- TASK BRIEF:
All lines from the one containing "Return one point per instance of the basket" through the end of the entries below should appear in the answer exactly, with no others.

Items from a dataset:

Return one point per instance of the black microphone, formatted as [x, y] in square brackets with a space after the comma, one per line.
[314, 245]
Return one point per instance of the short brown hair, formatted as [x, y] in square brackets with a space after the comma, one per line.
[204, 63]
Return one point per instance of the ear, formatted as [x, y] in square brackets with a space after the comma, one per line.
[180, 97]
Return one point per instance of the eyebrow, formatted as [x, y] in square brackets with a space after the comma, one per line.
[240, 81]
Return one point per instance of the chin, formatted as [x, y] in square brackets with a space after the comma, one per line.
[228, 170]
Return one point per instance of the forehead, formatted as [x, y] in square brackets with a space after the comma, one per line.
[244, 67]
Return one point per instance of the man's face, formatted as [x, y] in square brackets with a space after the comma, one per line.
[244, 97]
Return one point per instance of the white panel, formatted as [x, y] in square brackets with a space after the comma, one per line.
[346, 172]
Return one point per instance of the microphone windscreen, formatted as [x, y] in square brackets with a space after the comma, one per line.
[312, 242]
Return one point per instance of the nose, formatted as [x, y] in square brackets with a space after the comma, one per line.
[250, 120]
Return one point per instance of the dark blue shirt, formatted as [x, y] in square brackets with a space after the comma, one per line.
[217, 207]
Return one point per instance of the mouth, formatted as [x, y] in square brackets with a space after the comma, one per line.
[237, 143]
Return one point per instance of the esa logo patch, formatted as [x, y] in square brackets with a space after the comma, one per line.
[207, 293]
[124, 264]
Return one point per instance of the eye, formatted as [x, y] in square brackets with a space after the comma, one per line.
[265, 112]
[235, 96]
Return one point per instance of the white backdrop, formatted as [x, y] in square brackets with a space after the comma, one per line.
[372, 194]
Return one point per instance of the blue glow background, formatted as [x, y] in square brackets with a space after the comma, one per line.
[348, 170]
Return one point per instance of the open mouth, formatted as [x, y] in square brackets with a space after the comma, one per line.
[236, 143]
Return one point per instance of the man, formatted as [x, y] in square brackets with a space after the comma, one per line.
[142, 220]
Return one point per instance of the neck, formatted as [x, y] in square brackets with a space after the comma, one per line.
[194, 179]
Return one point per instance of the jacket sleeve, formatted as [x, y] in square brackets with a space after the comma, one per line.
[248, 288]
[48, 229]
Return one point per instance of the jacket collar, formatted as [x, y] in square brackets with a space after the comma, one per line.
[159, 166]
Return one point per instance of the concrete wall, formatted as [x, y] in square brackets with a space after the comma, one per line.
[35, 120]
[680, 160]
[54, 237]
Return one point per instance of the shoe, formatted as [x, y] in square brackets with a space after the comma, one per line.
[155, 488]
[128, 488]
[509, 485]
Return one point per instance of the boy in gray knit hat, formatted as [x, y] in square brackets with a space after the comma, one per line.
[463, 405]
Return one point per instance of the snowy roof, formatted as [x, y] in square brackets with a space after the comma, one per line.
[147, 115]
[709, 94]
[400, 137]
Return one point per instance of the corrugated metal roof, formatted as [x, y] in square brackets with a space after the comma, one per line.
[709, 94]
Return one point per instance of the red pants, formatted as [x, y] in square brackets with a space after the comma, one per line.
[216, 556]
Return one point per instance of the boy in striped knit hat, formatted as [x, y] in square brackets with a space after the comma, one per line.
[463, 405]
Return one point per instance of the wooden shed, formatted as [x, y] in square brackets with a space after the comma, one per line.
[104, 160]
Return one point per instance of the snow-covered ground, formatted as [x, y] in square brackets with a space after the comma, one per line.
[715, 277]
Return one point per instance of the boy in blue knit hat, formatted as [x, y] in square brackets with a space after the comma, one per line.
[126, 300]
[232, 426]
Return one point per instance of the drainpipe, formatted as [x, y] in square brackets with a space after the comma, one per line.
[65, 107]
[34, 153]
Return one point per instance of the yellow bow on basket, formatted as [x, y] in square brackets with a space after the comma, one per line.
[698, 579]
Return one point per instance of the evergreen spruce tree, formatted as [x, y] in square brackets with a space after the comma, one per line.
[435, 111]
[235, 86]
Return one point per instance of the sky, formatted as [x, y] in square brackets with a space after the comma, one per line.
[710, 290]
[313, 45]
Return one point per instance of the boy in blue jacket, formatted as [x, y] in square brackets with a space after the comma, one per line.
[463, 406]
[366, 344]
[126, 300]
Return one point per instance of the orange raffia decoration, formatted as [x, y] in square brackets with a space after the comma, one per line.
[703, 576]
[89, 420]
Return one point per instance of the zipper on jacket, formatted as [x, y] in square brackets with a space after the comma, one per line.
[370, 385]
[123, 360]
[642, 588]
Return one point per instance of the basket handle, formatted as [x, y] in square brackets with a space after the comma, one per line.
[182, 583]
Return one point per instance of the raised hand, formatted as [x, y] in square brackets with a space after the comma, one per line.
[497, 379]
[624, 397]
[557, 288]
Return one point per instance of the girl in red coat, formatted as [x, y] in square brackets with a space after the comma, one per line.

- RESPONSE TO THE EXERCISE:
Return one point per instance of the basket handle, formatted as [x, y] in square brackets with a space after the comma, one per line.
[182, 583]
Return one point per instance of the raised hand, formatted as [x, y] in square brackets with a space after the comma, one per line.
[497, 379]
[624, 397]
[557, 288]
Return one point per instance of the girl in red coat, formatted as [x, y] in square brackets with a space after the comma, one per line.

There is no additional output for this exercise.